EXERCISE INSTRUCTIONS:
Edit the records from the line containing "find grey sky" through the end, swapping "brick" for "stone" and keeping everything else the same. Give back only those lines.

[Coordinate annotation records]
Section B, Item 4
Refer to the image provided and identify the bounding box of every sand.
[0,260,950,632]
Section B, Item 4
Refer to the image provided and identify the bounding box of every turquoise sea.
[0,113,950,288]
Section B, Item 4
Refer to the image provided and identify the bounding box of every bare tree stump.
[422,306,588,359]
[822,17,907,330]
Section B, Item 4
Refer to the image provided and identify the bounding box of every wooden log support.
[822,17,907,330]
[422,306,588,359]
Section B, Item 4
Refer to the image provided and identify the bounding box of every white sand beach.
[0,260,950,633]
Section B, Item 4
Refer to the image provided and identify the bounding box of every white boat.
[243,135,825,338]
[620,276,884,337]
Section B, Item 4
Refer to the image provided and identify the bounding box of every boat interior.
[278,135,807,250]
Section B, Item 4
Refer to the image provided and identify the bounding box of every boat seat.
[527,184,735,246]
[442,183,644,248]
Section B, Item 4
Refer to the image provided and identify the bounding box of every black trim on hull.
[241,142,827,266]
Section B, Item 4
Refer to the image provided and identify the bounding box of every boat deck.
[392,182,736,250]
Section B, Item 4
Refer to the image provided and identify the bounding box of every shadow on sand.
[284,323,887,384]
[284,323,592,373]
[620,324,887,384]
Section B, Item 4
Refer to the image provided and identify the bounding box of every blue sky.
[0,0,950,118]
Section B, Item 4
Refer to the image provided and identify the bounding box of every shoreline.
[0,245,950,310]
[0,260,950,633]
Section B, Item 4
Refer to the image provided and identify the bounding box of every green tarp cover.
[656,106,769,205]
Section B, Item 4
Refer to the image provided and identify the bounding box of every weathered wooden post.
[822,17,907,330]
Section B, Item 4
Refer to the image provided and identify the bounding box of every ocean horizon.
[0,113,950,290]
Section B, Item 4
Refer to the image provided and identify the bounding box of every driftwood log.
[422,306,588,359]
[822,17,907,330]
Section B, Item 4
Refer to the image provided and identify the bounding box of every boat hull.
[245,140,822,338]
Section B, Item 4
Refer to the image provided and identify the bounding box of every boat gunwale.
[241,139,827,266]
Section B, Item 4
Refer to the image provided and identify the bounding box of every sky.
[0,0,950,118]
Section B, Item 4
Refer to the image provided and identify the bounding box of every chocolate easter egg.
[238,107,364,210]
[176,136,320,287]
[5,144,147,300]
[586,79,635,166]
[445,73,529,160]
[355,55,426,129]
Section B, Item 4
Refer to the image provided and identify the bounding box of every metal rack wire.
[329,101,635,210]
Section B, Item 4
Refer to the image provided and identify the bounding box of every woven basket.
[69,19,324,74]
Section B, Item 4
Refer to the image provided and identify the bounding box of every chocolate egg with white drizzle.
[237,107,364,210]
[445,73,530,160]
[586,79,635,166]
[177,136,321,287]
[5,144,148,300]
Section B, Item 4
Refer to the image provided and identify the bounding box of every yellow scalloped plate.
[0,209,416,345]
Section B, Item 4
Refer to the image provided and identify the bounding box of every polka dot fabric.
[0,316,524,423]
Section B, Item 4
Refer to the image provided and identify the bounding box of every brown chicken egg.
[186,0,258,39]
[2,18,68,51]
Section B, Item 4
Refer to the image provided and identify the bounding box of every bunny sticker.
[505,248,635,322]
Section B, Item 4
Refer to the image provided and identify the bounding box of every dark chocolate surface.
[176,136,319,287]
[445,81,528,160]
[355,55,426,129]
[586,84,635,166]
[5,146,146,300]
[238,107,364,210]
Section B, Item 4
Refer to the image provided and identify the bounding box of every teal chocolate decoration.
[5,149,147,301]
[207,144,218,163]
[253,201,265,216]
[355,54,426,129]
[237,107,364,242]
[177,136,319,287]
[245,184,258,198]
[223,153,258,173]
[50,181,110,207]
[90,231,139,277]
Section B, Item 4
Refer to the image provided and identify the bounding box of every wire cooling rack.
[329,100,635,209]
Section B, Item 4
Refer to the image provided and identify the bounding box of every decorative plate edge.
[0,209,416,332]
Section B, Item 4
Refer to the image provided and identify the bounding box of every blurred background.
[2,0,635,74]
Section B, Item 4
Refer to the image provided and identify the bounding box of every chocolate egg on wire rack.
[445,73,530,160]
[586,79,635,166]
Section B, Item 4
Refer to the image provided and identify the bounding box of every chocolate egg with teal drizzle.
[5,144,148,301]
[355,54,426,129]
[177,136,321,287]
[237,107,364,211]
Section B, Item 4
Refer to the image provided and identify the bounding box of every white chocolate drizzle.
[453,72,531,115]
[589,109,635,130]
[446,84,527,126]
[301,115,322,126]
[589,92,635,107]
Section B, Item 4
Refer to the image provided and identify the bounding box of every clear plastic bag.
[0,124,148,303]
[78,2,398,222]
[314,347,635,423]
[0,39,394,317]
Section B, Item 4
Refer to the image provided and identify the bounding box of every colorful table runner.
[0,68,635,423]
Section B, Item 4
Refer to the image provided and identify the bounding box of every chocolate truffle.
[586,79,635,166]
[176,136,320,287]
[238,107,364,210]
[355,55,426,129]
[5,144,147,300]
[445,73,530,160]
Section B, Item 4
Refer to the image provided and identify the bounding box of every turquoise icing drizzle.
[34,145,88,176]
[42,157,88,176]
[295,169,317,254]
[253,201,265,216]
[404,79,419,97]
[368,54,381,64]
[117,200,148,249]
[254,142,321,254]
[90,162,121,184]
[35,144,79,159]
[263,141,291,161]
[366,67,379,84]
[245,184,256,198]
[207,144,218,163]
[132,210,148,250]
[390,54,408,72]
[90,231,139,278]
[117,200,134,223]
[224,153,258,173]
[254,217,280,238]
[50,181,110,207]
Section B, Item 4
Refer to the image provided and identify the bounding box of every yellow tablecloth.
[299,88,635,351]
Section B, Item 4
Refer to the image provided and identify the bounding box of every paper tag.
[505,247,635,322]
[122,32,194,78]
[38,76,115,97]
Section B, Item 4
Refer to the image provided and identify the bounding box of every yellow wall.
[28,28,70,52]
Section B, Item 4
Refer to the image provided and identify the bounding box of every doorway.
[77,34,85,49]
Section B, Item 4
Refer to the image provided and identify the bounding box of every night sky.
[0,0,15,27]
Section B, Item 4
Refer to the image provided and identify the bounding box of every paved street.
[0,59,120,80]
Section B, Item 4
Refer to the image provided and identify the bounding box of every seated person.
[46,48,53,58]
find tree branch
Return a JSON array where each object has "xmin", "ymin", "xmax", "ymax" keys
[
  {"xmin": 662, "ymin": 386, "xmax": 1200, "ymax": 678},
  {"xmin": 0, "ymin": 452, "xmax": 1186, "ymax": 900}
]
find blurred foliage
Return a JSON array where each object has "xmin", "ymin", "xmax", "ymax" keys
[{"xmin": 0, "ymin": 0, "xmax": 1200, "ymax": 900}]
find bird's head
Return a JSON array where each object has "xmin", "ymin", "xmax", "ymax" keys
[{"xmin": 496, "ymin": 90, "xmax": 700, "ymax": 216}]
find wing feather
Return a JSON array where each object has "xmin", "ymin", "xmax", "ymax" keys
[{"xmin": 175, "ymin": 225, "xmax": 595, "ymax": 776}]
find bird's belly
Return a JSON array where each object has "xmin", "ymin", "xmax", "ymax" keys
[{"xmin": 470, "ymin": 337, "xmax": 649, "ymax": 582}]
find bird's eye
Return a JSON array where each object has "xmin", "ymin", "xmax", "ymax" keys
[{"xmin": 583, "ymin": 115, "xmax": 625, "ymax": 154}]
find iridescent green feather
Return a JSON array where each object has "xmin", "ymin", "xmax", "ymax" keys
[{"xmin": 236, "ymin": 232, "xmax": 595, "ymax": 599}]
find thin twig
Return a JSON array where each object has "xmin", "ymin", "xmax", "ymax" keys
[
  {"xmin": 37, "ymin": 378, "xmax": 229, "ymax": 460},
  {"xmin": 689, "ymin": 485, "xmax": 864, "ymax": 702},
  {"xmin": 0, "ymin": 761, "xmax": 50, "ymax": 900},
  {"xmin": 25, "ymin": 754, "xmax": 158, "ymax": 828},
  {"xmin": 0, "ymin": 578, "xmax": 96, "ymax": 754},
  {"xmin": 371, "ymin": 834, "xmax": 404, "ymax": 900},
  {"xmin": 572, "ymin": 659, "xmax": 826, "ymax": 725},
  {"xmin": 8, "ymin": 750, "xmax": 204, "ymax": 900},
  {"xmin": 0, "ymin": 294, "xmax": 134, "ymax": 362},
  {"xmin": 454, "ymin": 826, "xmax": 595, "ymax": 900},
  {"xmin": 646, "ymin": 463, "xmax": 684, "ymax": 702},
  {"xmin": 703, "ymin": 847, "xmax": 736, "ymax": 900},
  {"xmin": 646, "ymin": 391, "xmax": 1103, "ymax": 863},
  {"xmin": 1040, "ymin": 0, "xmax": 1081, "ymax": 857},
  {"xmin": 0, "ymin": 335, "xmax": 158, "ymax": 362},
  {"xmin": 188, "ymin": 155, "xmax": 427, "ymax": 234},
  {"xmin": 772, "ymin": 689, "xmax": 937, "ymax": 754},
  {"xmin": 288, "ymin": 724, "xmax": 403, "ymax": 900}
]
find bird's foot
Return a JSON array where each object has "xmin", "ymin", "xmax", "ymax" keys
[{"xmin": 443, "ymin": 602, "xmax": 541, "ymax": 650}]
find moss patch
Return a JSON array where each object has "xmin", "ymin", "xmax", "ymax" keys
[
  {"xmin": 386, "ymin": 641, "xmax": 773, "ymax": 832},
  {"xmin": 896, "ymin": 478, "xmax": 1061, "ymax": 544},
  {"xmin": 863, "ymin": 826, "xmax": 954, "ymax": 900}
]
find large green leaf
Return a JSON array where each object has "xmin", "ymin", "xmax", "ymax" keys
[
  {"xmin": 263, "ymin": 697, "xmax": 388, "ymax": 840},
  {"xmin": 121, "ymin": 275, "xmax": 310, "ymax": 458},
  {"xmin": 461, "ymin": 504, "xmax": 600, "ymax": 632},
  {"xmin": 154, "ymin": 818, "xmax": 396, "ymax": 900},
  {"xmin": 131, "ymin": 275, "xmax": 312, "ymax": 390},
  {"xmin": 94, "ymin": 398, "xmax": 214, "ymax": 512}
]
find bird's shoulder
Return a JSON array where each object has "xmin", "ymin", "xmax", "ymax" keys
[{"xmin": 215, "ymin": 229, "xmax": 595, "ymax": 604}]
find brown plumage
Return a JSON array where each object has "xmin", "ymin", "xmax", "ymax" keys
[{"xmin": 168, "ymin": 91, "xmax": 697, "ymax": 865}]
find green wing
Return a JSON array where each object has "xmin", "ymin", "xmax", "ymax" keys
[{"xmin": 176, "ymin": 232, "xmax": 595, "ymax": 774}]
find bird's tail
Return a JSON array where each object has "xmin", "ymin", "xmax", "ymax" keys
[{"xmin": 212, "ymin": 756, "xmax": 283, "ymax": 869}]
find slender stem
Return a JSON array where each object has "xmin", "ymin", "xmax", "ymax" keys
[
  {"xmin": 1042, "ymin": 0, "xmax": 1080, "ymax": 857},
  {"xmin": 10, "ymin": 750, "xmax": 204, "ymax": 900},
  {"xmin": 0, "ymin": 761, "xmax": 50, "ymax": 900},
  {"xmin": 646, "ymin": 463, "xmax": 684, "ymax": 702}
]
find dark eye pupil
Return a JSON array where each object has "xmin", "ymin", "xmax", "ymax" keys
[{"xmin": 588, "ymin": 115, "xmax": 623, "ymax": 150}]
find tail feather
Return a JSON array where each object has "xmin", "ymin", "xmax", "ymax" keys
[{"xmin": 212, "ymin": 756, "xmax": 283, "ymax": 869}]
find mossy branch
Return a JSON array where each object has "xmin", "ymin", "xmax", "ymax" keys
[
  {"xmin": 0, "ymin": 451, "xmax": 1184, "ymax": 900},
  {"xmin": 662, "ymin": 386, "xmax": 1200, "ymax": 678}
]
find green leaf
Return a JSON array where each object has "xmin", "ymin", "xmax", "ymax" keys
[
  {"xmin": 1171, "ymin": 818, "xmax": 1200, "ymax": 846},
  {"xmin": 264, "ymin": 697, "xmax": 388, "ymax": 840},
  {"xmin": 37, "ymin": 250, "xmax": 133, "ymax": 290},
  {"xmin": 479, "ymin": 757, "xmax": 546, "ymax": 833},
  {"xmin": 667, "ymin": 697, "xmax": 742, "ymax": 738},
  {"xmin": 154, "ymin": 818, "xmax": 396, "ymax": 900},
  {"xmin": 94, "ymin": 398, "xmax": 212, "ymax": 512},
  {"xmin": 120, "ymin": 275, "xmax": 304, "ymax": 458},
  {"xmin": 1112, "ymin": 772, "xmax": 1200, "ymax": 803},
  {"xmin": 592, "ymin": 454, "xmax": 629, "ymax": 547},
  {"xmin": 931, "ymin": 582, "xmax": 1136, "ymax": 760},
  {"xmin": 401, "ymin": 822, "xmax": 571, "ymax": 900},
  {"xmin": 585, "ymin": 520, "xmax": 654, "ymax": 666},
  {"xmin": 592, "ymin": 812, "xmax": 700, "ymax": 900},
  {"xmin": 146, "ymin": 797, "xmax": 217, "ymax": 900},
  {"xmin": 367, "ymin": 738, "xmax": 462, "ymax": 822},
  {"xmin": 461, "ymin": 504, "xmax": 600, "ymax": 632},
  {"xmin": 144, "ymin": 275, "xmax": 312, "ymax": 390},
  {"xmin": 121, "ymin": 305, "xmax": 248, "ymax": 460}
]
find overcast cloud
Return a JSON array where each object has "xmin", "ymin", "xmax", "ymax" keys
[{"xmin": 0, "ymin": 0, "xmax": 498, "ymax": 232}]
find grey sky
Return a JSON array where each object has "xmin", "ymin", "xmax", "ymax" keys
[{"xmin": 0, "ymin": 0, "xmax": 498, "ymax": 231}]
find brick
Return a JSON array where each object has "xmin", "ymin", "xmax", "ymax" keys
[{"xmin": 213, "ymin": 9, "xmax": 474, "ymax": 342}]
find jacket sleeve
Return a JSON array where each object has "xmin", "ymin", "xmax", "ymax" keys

WRITTEN RESPONSE:
find grey sky
Return a JSON array where each object has "xmin", "ymin", "xmax", "ymax" keys
[{"xmin": 0, "ymin": 0, "xmax": 498, "ymax": 231}]
find stone
Return a JSON array where each object has "xmin", "ymin", "xmax", "ymax" keys
[{"xmin": 213, "ymin": 9, "xmax": 474, "ymax": 342}]
find jacket sleeve
Return a JSON array where each object has "xmin", "ymin", "xmax", "ymax" keys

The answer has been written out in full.